**SET TASK**
Update every one of these lines by changing "place a point" to "put a marker" wherever it occurs, leaving everything else as it is.

**STORED DATA**
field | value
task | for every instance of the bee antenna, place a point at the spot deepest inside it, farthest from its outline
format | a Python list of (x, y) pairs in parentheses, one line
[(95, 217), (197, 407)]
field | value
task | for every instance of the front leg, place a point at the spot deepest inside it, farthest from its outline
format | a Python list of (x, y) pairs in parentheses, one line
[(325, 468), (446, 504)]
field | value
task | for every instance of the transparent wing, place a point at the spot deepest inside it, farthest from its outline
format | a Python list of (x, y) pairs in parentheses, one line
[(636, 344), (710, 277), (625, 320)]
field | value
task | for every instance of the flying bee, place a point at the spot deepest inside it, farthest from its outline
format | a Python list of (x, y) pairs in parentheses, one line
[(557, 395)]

**RESULT**
field | value
task | for every instance of the bee antenna, put a marker at the spot deepest inside it, farthest from its outline
format | a Python list of (x, y) pairs in parentheses, one line
[(95, 217), (197, 407)]
field | value
task | for every instance of the front leg, put a marker at the spot deepest inside it, farthest from its outline
format | a Python list of (x, y) pairs in parentheses, one line
[(325, 468), (446, 504)]
field | value
task | for every instance of the transparent wing, put a marker at the spot deepest inside it, farthest from its outline
format | a Python list of (x, y) pairs in parentheses, one line
[(636, 344), (710, 277), (625, 320)]
field | value
task | for every instance of the flying bee, put a marker at the spot deepest inside it, farthest from its outline
format | a Python list of (x, y) pairs in parentheses, one line
[(557, 395)]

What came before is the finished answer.